What you need to do »
[A] Answer these questions using the text on downscaling air quality:
(i) Why is fine particulate matter (PM_2.5) of particular concern?
(ii) What weakness do ground networks often have?
(iii) What method quantifies predictive uncertainty in the proposed framework?
[B] Decide whether each statement agrees with the text on downscaling air quality, and back each decision with a quotation from it:
(i) Satellite products and atmospheric models always supply fine local detail.
(ii) Machine learning models have traditionally been deterministic.
(iii) Statistical downscaling approaches are described as cheap to compute.
[C] Carry on the text on downscaling air quality from its final sentence.

Excerpted text »
===
Uncertainty aware Deep Learning for Downscaling Air Quality Concentrations

Poor air quality poses a major threat to public health globally. Fine particulate matter (PM_2.5) is of particular concern due to its ability to penetrate deep into the lungs and enter the cardiovascular system, contributing to respiratory disease, cancer and early mortality. These health impacts underpin the critical need for accurate, high-resolution estimates of population exposure to support effective intervention strategies and safeguard public health.

There are many sources of information detailing air quality, including ground observations, remote sensing and atmospheric models (AM). Ground networks can provide accurate local measurements but are often spatially sparse, while satellite products and AMs often provide good spatial coverage but may lack local detail and may be affected by indirect measurement errors or model misspecification. Data integration modelling techniques can be employed to bring these complimentary data sources together and enable accurate, spatially continuous, high-resolution maps of air quality estimates.

Statistical downscaling approaches are commonly employed for this purpose, but often their high computational cost and limited scalability have motivated the adoption of downscaling through machine learning (ML) methods. However, ML models are traditionally deterministic, not providing explicit quantification of prediction uncertainty which is vital for risk-based decision making. We can address this gap by developing a probabilistic ML downscaling framework based on a Bayesian convolutional neural network (BCNN) where predictive uncertainty deriving from both model structure and random error is quantified using Monte Carlo dropout.
===
Image point grounding data »
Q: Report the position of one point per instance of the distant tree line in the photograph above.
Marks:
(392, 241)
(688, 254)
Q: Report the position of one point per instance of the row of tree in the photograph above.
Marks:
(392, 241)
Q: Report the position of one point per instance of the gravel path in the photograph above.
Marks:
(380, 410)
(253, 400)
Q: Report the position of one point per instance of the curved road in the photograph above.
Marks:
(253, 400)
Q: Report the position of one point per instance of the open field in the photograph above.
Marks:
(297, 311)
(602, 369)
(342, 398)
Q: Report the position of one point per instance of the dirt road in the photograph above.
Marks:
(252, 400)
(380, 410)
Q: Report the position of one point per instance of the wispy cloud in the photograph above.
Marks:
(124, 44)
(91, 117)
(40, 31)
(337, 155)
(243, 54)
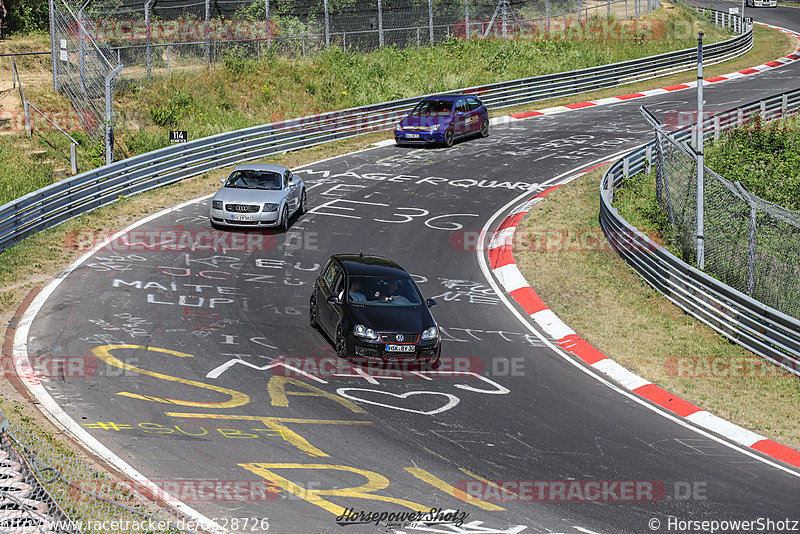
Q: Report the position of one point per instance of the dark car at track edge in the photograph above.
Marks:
(374, 312)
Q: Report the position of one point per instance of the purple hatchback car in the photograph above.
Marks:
(443, 119)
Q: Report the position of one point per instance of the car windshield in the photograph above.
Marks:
(383, 291)
(433, 108)
(254, 180)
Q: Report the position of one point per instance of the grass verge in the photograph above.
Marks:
(609, 305)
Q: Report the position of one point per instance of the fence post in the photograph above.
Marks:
(81, 46)
(466, 19)
(208, 33)
(430, 18)
(751, 237)
(109, 117)
(53, 47)
(269, 23)
(380, 24)
(147, 35)
(328, 26)
(699, 152)
(547, 15)
(73, 158)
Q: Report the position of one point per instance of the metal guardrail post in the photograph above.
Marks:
(109, 116)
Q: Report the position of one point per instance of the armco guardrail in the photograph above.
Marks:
(757, 327)
(69, 198)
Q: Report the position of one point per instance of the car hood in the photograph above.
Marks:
(248, 196)
(411, 320)
(415, 121)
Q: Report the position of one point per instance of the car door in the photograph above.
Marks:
(294, 188)
(461, 115)
(337, 310)
(475, 114)
(326, 284)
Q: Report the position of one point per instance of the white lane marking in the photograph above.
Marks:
(552, 324)
(58, 416)
(487, 273)
(726, 428)
(510, 277)
(620, 374)
(452, 400)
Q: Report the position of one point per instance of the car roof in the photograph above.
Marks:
(450, 97)
(369, 265)
(260, 167)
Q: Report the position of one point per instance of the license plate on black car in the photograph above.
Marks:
(400, 348)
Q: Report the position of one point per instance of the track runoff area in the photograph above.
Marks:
(195, 368)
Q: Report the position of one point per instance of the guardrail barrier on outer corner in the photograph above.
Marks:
(761, 329)
(69, 198)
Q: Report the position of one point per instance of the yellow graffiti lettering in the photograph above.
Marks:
(375, 482)
(278, 394)
(276, 424)
(104, 353)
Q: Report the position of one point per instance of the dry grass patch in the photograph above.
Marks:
(607, 303)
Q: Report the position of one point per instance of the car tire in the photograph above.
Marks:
(313, 312)
(303, 207)
(448, 138)
(285, 219)
(340, 343)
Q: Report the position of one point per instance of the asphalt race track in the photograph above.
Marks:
(197, 391)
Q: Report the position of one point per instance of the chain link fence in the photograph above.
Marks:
(750, 244)
(44, 490)
(166, 34)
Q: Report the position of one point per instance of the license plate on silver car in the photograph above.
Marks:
(400, 348)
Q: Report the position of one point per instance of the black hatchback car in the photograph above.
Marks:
(373, 310)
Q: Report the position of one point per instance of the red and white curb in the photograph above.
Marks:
(504, 268)
(791, 58)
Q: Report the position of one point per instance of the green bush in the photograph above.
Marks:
(764, 157)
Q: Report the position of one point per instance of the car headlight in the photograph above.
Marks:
(430, 333)
(367, 333)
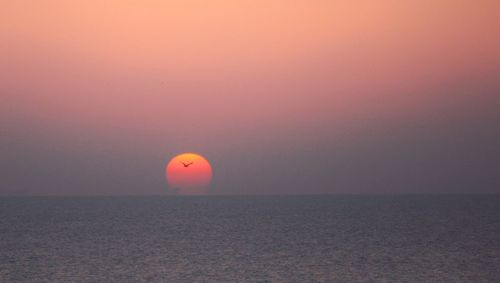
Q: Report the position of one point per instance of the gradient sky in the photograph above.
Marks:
(283, 97)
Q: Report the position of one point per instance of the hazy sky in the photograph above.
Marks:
(281, 96)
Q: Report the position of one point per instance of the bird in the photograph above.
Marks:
(186, 164)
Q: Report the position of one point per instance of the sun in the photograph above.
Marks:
(189, 174)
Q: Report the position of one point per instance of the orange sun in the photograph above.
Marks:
(189, 174)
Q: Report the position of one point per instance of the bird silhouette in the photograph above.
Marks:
(186, 164)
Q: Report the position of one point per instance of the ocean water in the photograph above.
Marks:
(251, 239)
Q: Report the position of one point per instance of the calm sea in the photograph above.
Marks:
(266, 238)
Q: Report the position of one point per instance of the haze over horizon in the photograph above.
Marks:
(282, 98)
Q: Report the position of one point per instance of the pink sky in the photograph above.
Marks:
(227, 75)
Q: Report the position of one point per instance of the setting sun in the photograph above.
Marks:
(189, 174)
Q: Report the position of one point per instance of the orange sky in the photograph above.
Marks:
(213, 75)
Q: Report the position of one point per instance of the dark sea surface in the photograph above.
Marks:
(416, 238)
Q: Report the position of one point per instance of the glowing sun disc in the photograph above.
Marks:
(189, 174)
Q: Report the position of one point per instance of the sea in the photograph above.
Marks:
(324, 238)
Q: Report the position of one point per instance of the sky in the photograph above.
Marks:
(282, 97)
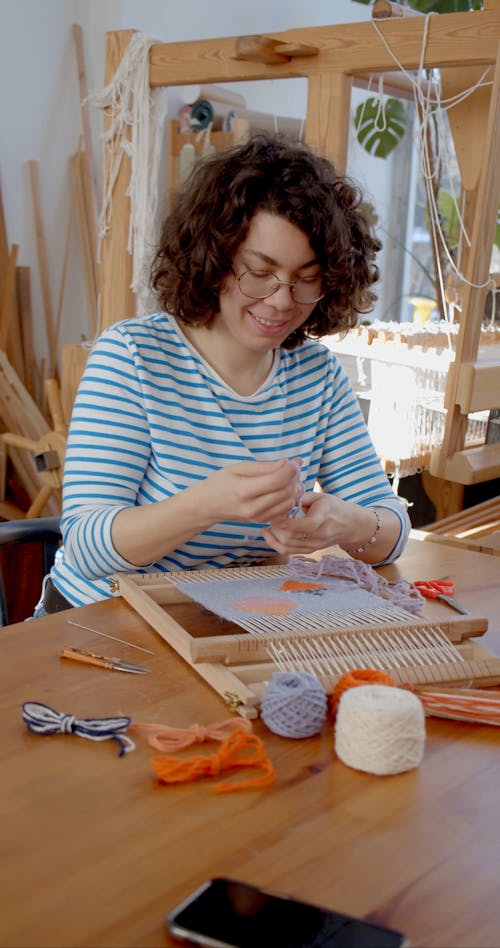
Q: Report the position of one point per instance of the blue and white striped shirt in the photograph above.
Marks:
(152, 417)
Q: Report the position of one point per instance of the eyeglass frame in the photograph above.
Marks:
(276, 288)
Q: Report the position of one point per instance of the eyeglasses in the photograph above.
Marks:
(259, 284)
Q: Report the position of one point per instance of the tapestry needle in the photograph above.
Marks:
(108, 636)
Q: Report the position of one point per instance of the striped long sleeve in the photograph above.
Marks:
(151, 417)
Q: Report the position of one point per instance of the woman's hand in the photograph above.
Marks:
(252, 491)
(329, 521)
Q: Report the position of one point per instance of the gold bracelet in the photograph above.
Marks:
(361, 549)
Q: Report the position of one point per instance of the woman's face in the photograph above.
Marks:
(273, 246)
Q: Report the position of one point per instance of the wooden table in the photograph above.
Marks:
(94, 852)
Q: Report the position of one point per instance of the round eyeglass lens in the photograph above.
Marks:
(261, 285)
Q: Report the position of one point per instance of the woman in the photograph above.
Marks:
(217, 432)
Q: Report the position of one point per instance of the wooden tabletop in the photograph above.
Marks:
(94, 852)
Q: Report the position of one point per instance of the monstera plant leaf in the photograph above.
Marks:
(380, 130)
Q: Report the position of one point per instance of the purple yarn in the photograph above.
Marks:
(400, 593)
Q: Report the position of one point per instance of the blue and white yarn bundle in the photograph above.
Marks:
(294, 704)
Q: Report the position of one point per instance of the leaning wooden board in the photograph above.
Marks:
(238, 663)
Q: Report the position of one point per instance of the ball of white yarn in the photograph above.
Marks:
(380, 729)
(294, 704)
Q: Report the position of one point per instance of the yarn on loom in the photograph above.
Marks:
(380, 730)
(294, 704)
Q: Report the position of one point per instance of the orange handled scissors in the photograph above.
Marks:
(440, 589)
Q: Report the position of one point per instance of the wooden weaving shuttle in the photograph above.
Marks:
(102, 661)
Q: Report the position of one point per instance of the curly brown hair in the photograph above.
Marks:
(212, 213)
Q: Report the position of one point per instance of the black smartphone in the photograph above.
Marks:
(224, 913)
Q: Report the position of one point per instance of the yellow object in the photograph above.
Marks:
(422, 308)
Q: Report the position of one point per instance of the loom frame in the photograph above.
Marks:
(238, 666)
(332, 59)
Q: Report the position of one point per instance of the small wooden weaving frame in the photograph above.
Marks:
(237, 663)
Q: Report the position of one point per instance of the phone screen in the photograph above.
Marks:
(224, 913)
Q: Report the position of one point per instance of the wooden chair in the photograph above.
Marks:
(44, 531)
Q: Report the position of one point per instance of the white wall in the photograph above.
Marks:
(41, 120)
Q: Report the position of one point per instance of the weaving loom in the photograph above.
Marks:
(238, 659)
(401, 370)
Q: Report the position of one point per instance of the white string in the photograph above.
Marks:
(42, 719)
(426, 110)
(136, 125)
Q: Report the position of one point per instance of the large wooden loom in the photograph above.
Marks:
(333, 58)
(239, 660)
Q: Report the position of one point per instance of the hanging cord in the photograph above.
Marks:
(136, 125)
(42, 719)
(426, 111)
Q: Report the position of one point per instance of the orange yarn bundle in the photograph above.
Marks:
(165, 738)
(356, 677)
(240, 750)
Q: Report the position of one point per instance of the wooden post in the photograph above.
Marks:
(328, 116)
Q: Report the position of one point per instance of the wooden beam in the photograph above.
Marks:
(453, 40)
(478, 386)
(328, 117)
(474, 465)
(474, 292)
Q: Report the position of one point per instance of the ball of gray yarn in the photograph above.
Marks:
(294, 704)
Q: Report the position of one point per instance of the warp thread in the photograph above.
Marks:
(42, 719)
(380, 730)
(294, 704)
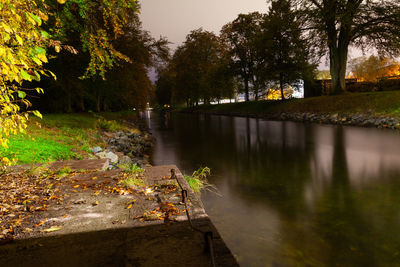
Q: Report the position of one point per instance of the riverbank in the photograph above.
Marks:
(372, 109)
(106, 217)
(116, 136)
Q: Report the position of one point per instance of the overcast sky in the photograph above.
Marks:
(174, 19)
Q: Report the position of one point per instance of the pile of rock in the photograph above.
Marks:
(126, 148)
(358, 119)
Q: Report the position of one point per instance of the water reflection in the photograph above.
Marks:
(293, 194)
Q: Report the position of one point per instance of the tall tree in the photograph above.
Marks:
(373, 68)
(192, 62)
(282, 46)
(338, 24)
(240, 35)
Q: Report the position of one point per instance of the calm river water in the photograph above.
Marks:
(292, 194)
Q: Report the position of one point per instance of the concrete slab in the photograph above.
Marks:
(86, 164)
(109, 234)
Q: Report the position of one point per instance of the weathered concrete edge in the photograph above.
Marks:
(344, 119)
(201, 220)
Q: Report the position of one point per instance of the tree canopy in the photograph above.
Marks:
(334, 25)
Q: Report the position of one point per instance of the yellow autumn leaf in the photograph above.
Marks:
(52, 229)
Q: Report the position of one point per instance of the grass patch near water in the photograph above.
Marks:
(57, 137)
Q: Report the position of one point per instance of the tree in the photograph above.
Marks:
(282, 46)
(373, 68)
(192, 63)
(25, 39)
(240, 36)
(338, 24)
(22, 55)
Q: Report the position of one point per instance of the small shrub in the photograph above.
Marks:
(107, 125)
(198, 180)
(133, 182)
(63, 172)
(131, 168)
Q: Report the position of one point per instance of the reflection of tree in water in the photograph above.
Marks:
(344, 222)
(342, 226)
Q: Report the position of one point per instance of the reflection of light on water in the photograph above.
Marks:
(148, 191)
(148, 117)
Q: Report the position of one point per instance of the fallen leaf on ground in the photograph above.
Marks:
(52, 229)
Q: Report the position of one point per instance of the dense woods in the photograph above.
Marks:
(276, 51)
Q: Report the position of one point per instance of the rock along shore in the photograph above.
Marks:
(350, 119)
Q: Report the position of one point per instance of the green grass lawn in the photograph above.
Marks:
(59, 137)
(377, 103)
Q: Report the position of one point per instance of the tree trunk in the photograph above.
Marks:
(246, 89)
(338, 61)
(281, 86)
(69, 96)
(81, 101)
(98, 102)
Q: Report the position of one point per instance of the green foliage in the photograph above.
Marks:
(241, 37)
(198, 180)
(22, 54)
(28, 150)
(98, 23)
(106, 125)
(197, 71)
(57, 137)
(380, 103)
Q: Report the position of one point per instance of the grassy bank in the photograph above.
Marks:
(374, 103)
(61, 137)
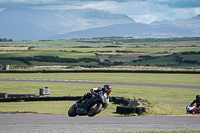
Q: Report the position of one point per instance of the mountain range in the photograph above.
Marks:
(27, 24)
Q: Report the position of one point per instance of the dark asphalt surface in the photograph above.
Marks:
(32, 123)
(99, 82)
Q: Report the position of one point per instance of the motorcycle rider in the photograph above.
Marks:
(97, 92)
(197, 101)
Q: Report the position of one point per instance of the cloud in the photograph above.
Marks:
(144, 11)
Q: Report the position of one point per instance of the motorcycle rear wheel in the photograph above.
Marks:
(94, 109)
(72, 111)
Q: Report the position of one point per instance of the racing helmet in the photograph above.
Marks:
(198, 97)
(107, 89)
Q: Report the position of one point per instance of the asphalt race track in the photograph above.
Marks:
===
List of answers »
[A]
(i) It can penetrate deep into the lungs and enter the cardiovascular system.
(ii) They are often spatially sparse.
(iii) Monte Carlo dropout.

[B]
(i) No: "may lack local detail"
(ii) Yes: "ML models are traditionally deterministic"
(iii) No: "their high computational cost and limited scalability"

[C]
In this study, a BCNN is designed to enhance Copernicus Atmosphere Monitoring Service (CAMS) PM_2.5 forecasts from their native 10 x 10 km resolution to 1 km in Western Europe. CAMS spatial data is spatially located with PM_2.5 ground observations such that each extracted image corresponds to an observed concentration at a given time and location. The BCNN is trained to learn the relationships between largescale atmospheric patterns and local PM_2.5 concentrations, enabling the creation of high-resolution prediction maps even in regions where ground monitoring in limited.  

The resulting framework produces spatially detailed, probabilistic PM_2.5 estimates at relatively low computational cost compared to traditional statistical downscaling methods. The downscaled pollution data enables improved assessments of population exposure to poor air quality and the identification of pollution hotspots. This approach demonstrates strong potential for broader applications in data-sparse regions and for supporting urban-scale air quality planning.